[Directive] Extract every one of the following lines and reproduce each one character for character.

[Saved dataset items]
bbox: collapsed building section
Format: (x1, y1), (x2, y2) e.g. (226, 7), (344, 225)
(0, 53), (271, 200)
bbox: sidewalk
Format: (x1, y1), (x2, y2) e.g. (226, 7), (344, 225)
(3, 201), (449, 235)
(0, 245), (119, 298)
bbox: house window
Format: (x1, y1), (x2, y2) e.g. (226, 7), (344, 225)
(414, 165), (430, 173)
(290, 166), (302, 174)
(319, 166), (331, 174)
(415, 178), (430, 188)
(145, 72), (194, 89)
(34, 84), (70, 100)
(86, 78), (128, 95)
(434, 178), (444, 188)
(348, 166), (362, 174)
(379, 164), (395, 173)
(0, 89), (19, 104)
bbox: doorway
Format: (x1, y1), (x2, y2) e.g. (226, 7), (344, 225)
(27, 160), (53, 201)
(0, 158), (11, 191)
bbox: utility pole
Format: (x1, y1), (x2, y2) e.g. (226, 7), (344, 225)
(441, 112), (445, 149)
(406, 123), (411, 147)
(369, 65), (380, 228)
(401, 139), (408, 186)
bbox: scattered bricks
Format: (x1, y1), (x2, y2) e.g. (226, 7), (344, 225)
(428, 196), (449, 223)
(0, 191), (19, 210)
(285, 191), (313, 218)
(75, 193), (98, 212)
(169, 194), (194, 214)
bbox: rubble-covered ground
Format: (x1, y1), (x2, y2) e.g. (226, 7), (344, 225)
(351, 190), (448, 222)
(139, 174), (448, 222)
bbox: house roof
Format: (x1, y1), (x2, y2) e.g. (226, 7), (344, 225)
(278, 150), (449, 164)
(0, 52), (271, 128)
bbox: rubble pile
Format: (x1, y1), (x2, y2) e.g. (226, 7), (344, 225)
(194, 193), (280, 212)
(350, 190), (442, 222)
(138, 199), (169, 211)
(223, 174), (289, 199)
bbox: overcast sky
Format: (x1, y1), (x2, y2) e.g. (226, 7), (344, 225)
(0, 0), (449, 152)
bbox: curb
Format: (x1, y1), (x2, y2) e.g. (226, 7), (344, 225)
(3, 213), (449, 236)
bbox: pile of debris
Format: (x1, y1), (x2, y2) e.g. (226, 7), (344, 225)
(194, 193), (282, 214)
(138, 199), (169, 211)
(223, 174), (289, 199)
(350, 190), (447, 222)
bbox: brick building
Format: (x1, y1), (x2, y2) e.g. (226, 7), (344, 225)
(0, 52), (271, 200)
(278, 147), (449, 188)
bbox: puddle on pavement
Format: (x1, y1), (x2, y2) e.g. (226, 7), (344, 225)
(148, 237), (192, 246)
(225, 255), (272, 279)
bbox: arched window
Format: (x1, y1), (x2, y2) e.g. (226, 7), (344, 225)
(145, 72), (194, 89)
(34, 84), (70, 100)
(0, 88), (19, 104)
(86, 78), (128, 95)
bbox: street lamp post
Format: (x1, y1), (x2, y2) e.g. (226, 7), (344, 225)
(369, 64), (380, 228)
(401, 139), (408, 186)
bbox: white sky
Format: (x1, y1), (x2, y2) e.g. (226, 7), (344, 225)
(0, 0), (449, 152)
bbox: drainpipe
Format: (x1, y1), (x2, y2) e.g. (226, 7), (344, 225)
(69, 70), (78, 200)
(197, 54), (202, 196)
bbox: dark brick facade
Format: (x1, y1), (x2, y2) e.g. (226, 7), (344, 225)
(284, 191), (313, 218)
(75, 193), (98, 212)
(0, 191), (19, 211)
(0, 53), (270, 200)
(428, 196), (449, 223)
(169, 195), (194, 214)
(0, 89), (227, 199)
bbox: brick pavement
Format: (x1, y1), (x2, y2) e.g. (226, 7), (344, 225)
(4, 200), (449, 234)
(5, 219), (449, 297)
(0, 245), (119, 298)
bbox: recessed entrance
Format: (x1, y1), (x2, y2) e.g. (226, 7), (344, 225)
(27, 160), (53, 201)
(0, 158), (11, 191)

[Output for this task]
bbox: collapsed building section
Format: (x1, y1), (x2, y2) e.g. (226, 7), (344, 225)
(0, 53), (271, 200)
bbox: sidewalk
Format: (x1, y1), (x2, y2) e.g. (226, 7), (344, 225)
(3, 201), (449, 235)
(0, 245), (119, 298)
bbox: house window
Format: (x1, y1), (x2, y2) e.g. (226, 7), (344, 225)
(414, 165), (430, 173)
(290, 166), (302, 174)
(319, 166), (331, 174)
(415, 178), (430, 188)
(145, 72), (194, 89)
(34, 84), (70, 100)
(86, 78), (128, 95)
(434, 178), (444, 188)
(348, 166), (362, 174)
(379, 164), (395, 173)
(0, 89), (19, 104)
bbox: doorway
Format: (x1, y1), (x2, y2) e.g. (226, 7), (344, 225)
(27, 160), (53, 201)
(0, 158), (11, 191)
bbox: utility pole
Format: (x1, y1), (x2, y2) e.g. (226, 7), (344, 225)
(441, 112), (445, 149)
(406, 123), (411, 147)
(369, 65), (380, 228)
(401, 139), (408, 186)
bbox: scattered bricks
Format: (x1, y1), (x2, y2) e.g. (226, 7), (344, 225)
(428, 196), (449, 223)
(0, 191), (19, 210)
(285, 191), (313, 218)
(75, 193), (98, 212)
(169, 194), (194, 214)
bbox: rubble-covered ground
Format: (x1, y1), (x2, y2) e.g. (226, 7), (344, 225)
(351, 190), (448, 222)
(139, 174), (448, 222)
bbox: house roof
Format: (x1, y1), (x2, y2) e.g. (226, 7), (344, 225)
(278, 150), (449, 164)
(0, 52), (271, 128)
bbox: rubble pile
Format: (x1, y1), (x2, y2) e.g. (226, 7), (344, 225)
(194, 193), (280, 212)
(350, 190), (442, 222)
(138, 199), (169, 211)
(223, 174), (289, 199)
bbox: overcast sky
Format: (x1, y1), (x2, y2) e.g. (226, 7), (344, 225)
(0, 0), (449, 152)
bbox: curb
Format: (x1, y1), (x2, y2) e.g. (226, 7), (344, 225)
(3, 213), (449, 236)
bbox: pile of debris
Format: (x1, y1), (x2, y2) e.g. (226, 7), (344, 225)
(194, 193), (282, 214)
(138, 199), (169, 211)
(223, 174), (289, 199)
(350, 190), (447, 222)
bbox: brick building
Format: (x1, y1), (x2, y2) e.g. (226, 7), (344, 225)
(0, 52), (271, 200)
(278, 147), (449, 188)
bbox: puddle on pavement
Format: (x1, y1), (x2, y2) e.g. (226, 7), (344, 225)
(148, 237), (192, 246)
(225, 255), (272, 279)
bbox: arched window
Format: (x1, y1), (x2, y2) e.g. (226, 7), (344, 225)
(145, 72), (194, 89)
(34, 84), (70, 100)
(0, 88), (19, 104)
(86, 78), (128, 95)
bbox: street lamp post
Format: (x1, y1), (x2, y2) e.g. (226, 7), (344, 225)
(369, 64), (380, 228)
(401, 139), (408, 186)
bbox: white sky
Format: (x1, y1), (x2, y2) e.g. (226, 7), (344, 225)
(0, 0), (449, 152)
bbox: drainpipe
Format: (x1, y1), (x2, y2) e.g. (226, 7), (344, 225)
(69, 70), (78, 200)
(197, 54), (202, 196)
bbox: dark brick facade
Format: (x1, y1), (x2, y2) e.g. (226, 7), (344, 225)
(284, 191), (313, 218)
(75, 193), (98, 212)
(0, 191), (19, 211)
(0, 53), (270, 200)
(428, 196), (449, 223)
(169, 195), (194, 214)
(0, 89), (227, 199)
bbox: brick pavement
Format: (x1, y1), (x2, y2) e.g. (226, 7), (344, 225)
(4, 200), (449, 234)
(5, 219), (449, 297)
(0, 245), (119, 298)
bbox: recessed entrance
Format: (x1, y1), (x2, y2) e.g. (226, 7), (344, 225)
(27, 160), (53, 201)
(0, 158), (11, 191)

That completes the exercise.